◆ DATA EXTRACTS:
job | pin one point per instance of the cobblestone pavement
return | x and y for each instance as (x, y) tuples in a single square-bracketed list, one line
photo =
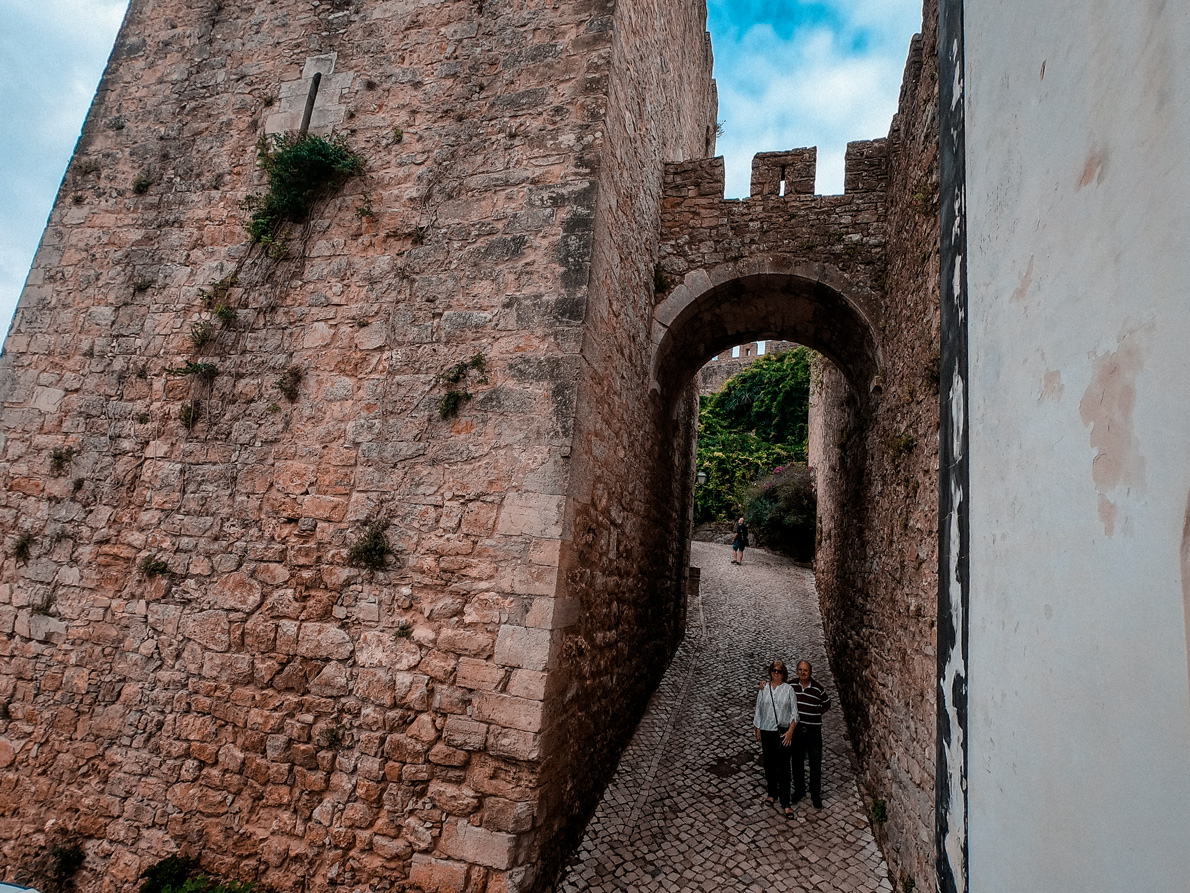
[(684, 810)]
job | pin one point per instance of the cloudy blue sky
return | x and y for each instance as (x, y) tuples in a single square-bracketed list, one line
[(791, 73)]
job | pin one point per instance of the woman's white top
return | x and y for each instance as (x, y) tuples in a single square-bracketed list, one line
[(784, 698)]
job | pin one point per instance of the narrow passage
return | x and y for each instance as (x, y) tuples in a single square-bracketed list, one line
[(684, 811)]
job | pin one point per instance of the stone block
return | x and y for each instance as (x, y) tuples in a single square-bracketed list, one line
[(476, 674), (514, 744), (464, 734), (523, 647), (474, 643), (324, 639), (493, 849), (536, 514), (511, 816), (437, 875), (527, 684), (237, 592), (210, 629), (509, 712)]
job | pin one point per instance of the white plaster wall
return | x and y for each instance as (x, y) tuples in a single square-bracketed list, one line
[(1078, 212)]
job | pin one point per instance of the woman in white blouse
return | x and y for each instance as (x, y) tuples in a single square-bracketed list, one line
[(776, 714)]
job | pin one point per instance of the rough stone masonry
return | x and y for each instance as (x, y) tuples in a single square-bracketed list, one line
[(193, 661)]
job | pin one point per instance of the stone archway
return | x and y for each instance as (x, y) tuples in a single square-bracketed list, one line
[(762, 299)]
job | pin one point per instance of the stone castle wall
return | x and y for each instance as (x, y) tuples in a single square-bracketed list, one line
[(265, 704), (877, 480)]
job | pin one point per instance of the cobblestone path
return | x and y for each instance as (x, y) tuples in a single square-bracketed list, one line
[(684, 811)]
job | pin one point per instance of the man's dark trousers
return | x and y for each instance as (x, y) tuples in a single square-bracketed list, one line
[(808, 742)]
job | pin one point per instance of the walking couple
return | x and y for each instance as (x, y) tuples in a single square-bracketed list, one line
[(788, 723)]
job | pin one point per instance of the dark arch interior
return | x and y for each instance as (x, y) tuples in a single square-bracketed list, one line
[(761, 307)]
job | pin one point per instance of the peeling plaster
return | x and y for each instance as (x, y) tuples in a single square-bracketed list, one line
[(1107, 407), (1185, 581), (1026, 281), (1094, 168), (1051, 385)]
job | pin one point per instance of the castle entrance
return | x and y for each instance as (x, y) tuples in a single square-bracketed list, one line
[(686, 809)]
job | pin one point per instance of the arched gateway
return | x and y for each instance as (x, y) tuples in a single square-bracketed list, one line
[(350, 560)]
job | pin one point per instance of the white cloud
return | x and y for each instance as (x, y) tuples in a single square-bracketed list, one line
[(51, 57), (812, 88)]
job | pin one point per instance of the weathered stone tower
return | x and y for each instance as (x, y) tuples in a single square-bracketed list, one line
[(193, 661)]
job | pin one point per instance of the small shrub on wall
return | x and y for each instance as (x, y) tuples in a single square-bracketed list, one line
[(782, 509), (756, 423)]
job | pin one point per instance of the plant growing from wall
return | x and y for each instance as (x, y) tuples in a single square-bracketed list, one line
[(61, 459), (880, 811), (289, 382), (189, 412), (218, 291), (226, 314), (333, 737), (151, 567), (758, 422), (302, 169), (371, 549), (23, 548), (202, 372), (181, 874), (455, 397), (168, 874), (901, 444), (782, 511), (202, 332), (62, 865)]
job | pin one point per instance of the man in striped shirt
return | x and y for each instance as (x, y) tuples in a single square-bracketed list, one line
[(812, 703)]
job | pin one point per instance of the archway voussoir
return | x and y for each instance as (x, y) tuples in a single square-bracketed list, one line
[(697, 281), (672, 306), (724, 273)]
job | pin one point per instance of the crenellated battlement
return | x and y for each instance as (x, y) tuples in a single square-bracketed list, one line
[(782, 174)]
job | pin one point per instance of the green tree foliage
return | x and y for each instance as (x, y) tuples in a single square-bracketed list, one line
[(782, 510), (302, 169), (756, 424)]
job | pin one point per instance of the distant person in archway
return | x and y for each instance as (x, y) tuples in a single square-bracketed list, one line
[(740, 543), (812, 703), (774, 720)]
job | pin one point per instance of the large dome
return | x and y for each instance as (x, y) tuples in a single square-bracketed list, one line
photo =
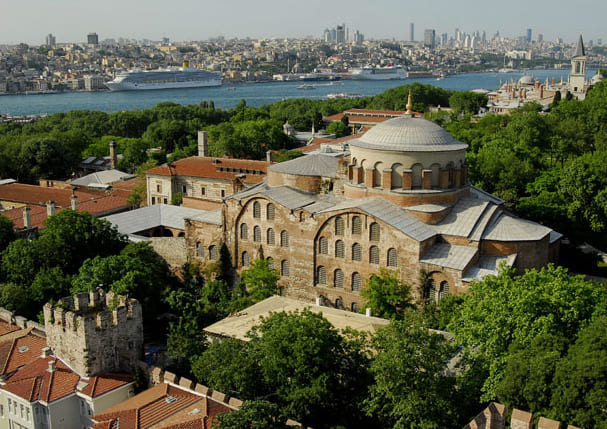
[(408, 134)]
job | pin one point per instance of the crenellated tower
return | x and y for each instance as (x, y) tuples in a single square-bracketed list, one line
[(95, 332)]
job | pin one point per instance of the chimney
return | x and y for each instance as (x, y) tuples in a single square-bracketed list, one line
[(50, 208), (46, 352), (113, 156), (27, 223), (203, 143)]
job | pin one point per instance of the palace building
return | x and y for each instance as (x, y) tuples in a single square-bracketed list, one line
[(400, 199)]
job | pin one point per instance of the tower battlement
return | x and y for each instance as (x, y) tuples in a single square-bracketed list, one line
[(95, 331)]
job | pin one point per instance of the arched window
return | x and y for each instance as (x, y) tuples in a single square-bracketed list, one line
[(338, 278), (392, 258), (257, 234), (374, 255), (321, 275), (339, 249), (284, 239), (323, 247), (339, 303), (444, 290), (356, 282), (356, 225), (356, 252), (374, 232), (416, 176), (213, 255), (339, 226), (270, 211), (270, 236)]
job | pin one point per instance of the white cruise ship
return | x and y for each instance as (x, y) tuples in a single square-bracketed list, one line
[(170, 78), (389, 72)]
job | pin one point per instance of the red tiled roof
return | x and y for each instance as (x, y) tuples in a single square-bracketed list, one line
[(105, 382), (31, 194), (197, 166), (151, 409)]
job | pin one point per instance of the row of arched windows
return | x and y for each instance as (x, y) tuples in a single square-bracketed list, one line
[(212, 250), (270, 235), (356, 254), (338, 278), (357, 227), (270, 211)]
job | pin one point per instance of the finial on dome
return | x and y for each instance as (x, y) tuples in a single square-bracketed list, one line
[(409, 105)]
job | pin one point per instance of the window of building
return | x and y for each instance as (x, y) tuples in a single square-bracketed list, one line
[(356, 252), (270, 236), (339, 249), (374, 255), (356, 225), (356, 282), (270, 211), (284, 239), (339, 226), (392, 260), (257, 234), (338, 278), (323, 247), (321, 275), (444, 290), (374, 232)]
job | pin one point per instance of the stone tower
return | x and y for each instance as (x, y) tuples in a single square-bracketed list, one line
[(577, 78), (95, 332)]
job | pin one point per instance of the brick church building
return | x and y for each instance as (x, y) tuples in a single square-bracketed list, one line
[(398, 198)]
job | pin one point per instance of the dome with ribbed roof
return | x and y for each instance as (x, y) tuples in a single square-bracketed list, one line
[(408, 134)]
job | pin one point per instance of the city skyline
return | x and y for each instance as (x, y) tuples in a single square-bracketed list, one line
[(72, 20)]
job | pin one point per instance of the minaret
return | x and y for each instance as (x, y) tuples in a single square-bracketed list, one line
[(409, 105), (577, 77)]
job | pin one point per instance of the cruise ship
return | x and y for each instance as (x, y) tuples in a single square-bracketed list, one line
[(389, 72), (170, 78)]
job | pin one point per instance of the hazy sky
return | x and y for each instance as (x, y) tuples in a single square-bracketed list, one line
[(70, 20)]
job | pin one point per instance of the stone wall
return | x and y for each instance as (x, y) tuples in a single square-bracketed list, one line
[(95, 332)]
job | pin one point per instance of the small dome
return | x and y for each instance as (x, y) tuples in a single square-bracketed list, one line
[(408, 134), (526, 80)]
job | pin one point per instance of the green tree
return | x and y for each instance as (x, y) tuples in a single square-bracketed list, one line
[(410, 383), (260, 280), (387, 295)]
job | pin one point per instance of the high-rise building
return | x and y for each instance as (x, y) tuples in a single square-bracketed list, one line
[(92, 39), (430, 38), (50, 40)]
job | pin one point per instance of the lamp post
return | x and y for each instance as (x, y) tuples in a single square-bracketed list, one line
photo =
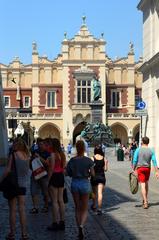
[(68, 131), (28, 133)]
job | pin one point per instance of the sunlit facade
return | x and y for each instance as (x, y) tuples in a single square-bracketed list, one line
[(52, 97)]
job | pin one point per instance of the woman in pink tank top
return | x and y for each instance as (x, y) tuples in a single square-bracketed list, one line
[(56, 185)]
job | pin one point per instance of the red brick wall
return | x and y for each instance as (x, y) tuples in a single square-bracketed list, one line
[(71, 83)]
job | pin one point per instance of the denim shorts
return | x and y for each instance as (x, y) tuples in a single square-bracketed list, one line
[(81, 186)]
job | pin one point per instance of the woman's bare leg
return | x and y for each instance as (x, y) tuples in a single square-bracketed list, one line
[(22, 214), (12, 214), (61, 204), (76, 198), (100, 195)]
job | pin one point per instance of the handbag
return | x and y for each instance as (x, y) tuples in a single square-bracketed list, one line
[(9, 185), (38, 169), (133, 183), (65, 195)]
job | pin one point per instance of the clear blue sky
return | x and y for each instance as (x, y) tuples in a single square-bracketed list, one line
[(45, 21)]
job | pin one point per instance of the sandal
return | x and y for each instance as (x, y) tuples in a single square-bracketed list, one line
[(25, 237), (34, 211), (10, 236), (93, 208), (44, 210), (145, 205)]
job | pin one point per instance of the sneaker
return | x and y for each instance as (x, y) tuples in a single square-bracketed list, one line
[(99, 212), (61, 225), (53, 227), (34, 211), (10, 236), (44, 210), (93, 208), (81, 233)]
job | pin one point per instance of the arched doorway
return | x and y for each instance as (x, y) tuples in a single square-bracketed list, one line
[(136, 131), (78, 130), (49, 130), (119, 133)]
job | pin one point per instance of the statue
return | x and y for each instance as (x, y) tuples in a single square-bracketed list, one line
[(131, 45), (96, 89), (97, 132)]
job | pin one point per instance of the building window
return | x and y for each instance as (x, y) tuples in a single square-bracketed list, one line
[(137, 100), (6, 101), (50, 99), (83, 91), (115, 98), (26, 102)]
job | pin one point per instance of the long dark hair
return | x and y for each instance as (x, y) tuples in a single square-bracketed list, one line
[(56, 146)]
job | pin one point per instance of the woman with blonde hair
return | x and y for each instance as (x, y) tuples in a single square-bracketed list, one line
[(19, 157), (80, 168), (56, 185)]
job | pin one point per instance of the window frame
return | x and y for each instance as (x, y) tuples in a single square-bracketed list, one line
[(24, 101), (85, 88), (46, 105), (115, 91), (7, 96)]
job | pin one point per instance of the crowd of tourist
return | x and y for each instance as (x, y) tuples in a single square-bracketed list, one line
[(44, 165), (46, 161)]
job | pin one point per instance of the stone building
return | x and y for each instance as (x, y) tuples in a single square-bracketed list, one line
[(3, 129), (150, 68), (51, 97)]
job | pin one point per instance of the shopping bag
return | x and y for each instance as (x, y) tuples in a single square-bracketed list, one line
[(133, 183), (38, 169)]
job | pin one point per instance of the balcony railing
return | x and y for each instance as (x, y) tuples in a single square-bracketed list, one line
[(31, 116)]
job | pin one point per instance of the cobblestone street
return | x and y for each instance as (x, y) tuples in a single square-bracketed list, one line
[(123, 216)]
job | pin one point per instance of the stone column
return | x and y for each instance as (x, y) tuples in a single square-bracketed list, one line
[(3, 129)]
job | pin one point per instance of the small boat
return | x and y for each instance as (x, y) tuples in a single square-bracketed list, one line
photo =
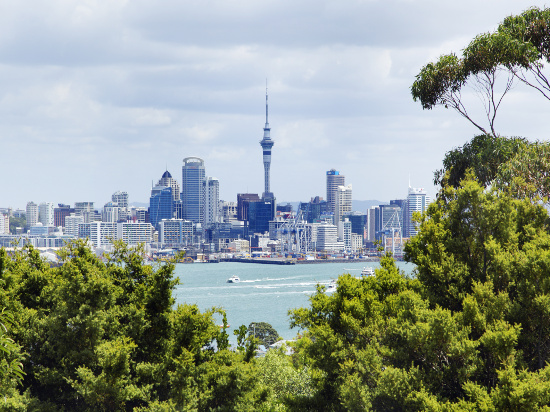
[(367, 271)]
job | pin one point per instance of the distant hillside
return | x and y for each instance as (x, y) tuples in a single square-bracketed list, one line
[(357, 205)]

◆ WHAT IS BEING ASKED:
If a line in the data above includes the string "with", copy it.

◆ SOLUTION TO THE EXERCISE:
job | pin one point per instance of the dome with ribbed roof
job | pin one point per instance of the woman with blonde hair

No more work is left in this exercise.